**Source passage:**
%%
Bob Camp wrote:
Hi
At least from the last time I tried it:
If you use a sine wave input source, it's got to be an amazingly good 10 Hz
sine wave. A normal audio generator will not produce a 10 Hz output with good
enough short term stability / noise to give you useful data. Audio generators
may be out there that will do the job, but I certainly don't have one, and have
never come across one.
Since the output of the mixer is basically a triangle wave, it makes sense to
use that as your test source. A triangle wave also has the nice property that
it's easy on the math. You don't have any approximation issues with the
integers going into the DAC. That shoves the inevitable digital crud higher in
frequency.
When both the RF and LO ports are saturated, the mixer output waveform
depends on how the IF port is terminated.
The output is indeed approximately triangular with your IF port
termination method when both the RF and LO ports are saturated.
With the IF port terminated in a capacitor when both RF and LO ports are
saturated the output waveform is quasi trapezoidal.
When only the LO port is saturated the IF output is sinusoidal.
Another nice thing about a pure digital approach is that it provides a clean trigger for
the "start" channel of the counter you are testing things with. You can even
set up the DAC to put out square waves to see just how good various bits of the chain
are. Tough to do that with anything other than another arbitrary function generator.
I agree that the reference is going to be an issue and that a LED stack may be
the way to go. No matter how you generate the test tone, power supply noise
will be an issue.
The output amplifier on the DAC is my biggest worry. I could go with a current
out DAC and something like an OP-27. That won't give me 1nV/Hz either, but it
will at least be within shouting distance of it. Sigma deltas might be a third
option. I have no idea what their low frequency flicker noise looks like.
Producing a high amplitude (eg 20V pp) output and attenuating it down to
say 2V pp or so typical of a mixer will significantly reduce the noise
due to the output amplifier.
So, other than the noise issue (which obviously needs to be analyzed / tested /
pounded on) any other issues with the approach?
--------
At least from what I have seen in the past, level sensitivity on the inputs shows up
pretty fast in the output "beat note" as you vary the input signals that are
supposed to be saturating the mixer. If they are doing their job, a 2 db level change
produces a very small change in the output. If you have something amiss in that
department, you will see it pretty fast. On that I'm pretty much in agreement with
Rubiola's stuff.
Yes but NIST used a saturated mixer and still found that the mixer phase
shift depended on how hard you drive the diodes.
Long term variations in isolation amplifier output due to temperature
variations may be significant.
Since I intend to mate the isolation amps up directly on the same board as the
mixer, there is no real need for a 50 ohm interface between them. If the mixer looks
like 18.26 ohms, the amp output can be transformed to that level rather than 50
ohms. Everything is matched (over a 1/8" trace) and you don't burn up power in
a bunch of resistors. How well that idea works - time will tell. It's easy to put
the resistors in if it flunks out.
So many things to try ....
Bob
You could also try driving the mixer ports from a highe impedance source
(eg transistor collector).
One early NIST paper advocated this.
Bruce
On Feb 1, 2010, at 9:48 PM, Bruce Griffiths wrote:
Bob Camp wrote:
Hi
Ok, next up on the dual mixer stuff is checking the limiter chain. To do that
with any chance of the results meaning anything you need a good triangle wave.
%%
**Set tasks:**
1. Rewrite everything in the dual mixer thread from "So, other than" down to "drive the diodes.", changing "mixer" to "demodulator".
2. Write what comes next in the dual mixer thread, starting after its final line.

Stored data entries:
%%
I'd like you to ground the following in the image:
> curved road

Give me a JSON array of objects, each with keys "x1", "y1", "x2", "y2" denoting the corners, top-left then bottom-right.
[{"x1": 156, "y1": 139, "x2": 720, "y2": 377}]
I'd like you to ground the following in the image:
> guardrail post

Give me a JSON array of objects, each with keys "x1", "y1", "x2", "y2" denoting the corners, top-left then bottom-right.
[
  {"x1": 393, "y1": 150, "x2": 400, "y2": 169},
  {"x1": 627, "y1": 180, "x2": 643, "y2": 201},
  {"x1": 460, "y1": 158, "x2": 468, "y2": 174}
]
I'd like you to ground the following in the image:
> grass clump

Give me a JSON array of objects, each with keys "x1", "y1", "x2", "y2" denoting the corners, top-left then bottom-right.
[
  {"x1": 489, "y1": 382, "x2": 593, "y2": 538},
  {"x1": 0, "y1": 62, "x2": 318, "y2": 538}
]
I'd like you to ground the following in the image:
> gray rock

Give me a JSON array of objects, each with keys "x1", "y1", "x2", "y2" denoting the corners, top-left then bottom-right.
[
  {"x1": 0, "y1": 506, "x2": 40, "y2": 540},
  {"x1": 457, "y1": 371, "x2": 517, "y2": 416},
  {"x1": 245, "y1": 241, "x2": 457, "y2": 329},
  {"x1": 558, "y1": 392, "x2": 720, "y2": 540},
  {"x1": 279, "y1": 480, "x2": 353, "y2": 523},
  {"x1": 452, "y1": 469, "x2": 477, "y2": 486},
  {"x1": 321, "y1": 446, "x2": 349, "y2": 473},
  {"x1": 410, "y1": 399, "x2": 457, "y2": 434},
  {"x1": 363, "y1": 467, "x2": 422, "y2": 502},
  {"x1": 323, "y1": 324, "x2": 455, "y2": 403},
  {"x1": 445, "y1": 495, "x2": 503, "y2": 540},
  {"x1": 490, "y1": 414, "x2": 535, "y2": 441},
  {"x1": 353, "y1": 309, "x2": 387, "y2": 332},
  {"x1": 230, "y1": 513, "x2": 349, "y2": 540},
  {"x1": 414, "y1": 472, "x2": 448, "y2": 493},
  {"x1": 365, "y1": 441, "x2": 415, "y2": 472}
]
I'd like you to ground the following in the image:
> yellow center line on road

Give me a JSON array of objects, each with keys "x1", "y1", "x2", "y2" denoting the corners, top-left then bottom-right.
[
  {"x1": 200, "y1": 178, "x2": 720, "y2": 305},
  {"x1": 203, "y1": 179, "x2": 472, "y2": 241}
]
%%
**Answers per task:**
1.
So, other than the noise issue (which obviously needs to be analyzed / tested /
pounded on) any other issues with the approach?
--------
At least from what I have seen in the past, level sensitivity on the inputs shows up
pretty fast in the output "beat note" as you vary the input signals that are
supposed to be saturating the demodulator. If they are doing their job, a 2 db level change
produces a very small change in the output. If you have something amiss in that
department, you will see it pretty fast. On that I'm pretty much in agreement with
Rubiola's stuff.
Yes but NIST used a saturated demodulator and still found that the demodulator phase
shift depended on how hard you drive the diodes.

2.
You certainly can build some pretty complex gizmos to make them. There also
appears to be a fairly simple approach.
If I take a fairly good 16 bit DAC that will accept a clock a bit above 1 MHz, I
can feed a simple count up / count down into it. That should give me a triangle
wave at (clock rate) / 2^32. Simply put, 1.3 MHz data gives me a 10 Hz triangle
wave. The digital crud should be almost entirely up around the clock rate or
higher and> 90 db down. That assumes that the DAC is a low clock feed through
version and that it's got good linearity.
A reasonable dual mixer or heterodyne system should have some kind of low pass
filter built into it. Even a 150 Hz lowpass should knock the digital stuff down
into a -160 noise floor.
The gotcha seems to be flicker noise out of the DAC. There's no guarantee that
the gizmo will have a 1nV/Hz class noise floor. The same sort of audio spectrum
analyzers used for phase noise should be able to measure the noise coming out
under various conditions.
The nice thing about this gizmo is that it does not have to *only* put out a
triangle wave. If you drive it with a micro, you can tell it to do all sorts of
things. You might try a number of DC levels as you check for noise. You might
also try various triangle wave levels to see how everything matches up. Slew
rate limited square waves also sound interesting.
There are a couple of other details like DC level shifting and driving it all
with a decent clock. Both need to be done properly, but they don't appear to be
the limiting factors in this kind of setup.
I suspect this approach has been tried before. Any record of it out there?
Bob
_______________________________________________
Bob
You arent going to find a DAC with a 1nV/rtHz noise floor off the shelf due to
the reference noise.
Heroic filtering measures will be necessary to reduce the reference noise, then
you will have to deal with the DAC component noise which will almost invariably
be greater than 1nV/rtHz.
If it has an external reference capability you could try using a series stack
of leds as in this application the reference tempco shouldnt be too important.
A Josephson junction stack would work as a DAC well with very low noise.
NIST uses such JJ stacks as sigma delta DACs to calibrate the Johnson noise
thermometers.
Why can't you just use a sinewave test source?
Only the part near the zero crossings is of any importance.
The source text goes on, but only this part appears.